(Pointing dataset records)
/---

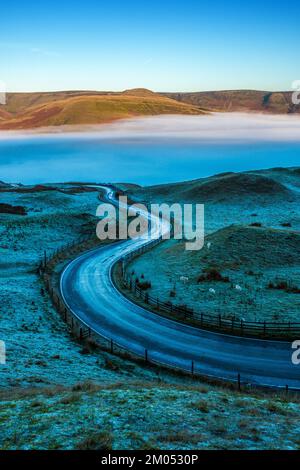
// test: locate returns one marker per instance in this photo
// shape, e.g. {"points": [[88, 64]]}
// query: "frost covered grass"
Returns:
{"points": [[252, 242], [141, 415], [56, 393]]}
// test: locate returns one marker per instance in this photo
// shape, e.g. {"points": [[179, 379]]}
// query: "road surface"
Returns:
{"points": [[88, 291]]}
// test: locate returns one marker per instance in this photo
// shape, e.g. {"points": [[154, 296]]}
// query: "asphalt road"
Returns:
{"points": [[87, 288]]}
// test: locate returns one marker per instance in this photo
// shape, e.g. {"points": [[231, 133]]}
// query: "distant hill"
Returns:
{"points": [[260, 186], [240, 100], [31, 110]]}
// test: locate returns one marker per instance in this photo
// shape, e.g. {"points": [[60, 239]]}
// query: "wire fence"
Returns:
{"points": [[83, 332], [185, 314]]}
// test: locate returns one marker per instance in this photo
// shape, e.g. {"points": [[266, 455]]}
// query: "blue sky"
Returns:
{"points": [[161, 45]]}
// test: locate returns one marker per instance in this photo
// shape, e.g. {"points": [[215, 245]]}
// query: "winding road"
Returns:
{"points": [[87, 289]]}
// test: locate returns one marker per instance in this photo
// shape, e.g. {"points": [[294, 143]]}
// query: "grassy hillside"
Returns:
{"points": [[240, 100], [226, 187], [30, 110]]}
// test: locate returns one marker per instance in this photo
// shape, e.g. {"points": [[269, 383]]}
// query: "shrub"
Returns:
{"points": [[96, 441], [145, 285], [286, 224], [213, 274]]}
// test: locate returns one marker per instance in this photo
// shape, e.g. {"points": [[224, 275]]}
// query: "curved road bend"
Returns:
{"points": [[87, 288]]}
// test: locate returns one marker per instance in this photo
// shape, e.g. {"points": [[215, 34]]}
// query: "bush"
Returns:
{"points": [[144, 285], [97, 441], [213, 274], [256, 224]]}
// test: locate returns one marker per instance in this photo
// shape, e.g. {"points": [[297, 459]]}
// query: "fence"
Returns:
{"points": [[84, 333], [185, 314]]}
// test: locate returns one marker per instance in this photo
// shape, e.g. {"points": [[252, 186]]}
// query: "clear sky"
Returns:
{"points": [[162, 45]]}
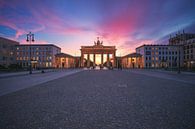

\---

• [Do this]: Collect every line in the pointing dataset records that contains the word "road", and copy each one out.

• [Complete answer]:
// query: "road surface"
// query: "asphalt road"
// query: "winding road"
// query: "curved road bend"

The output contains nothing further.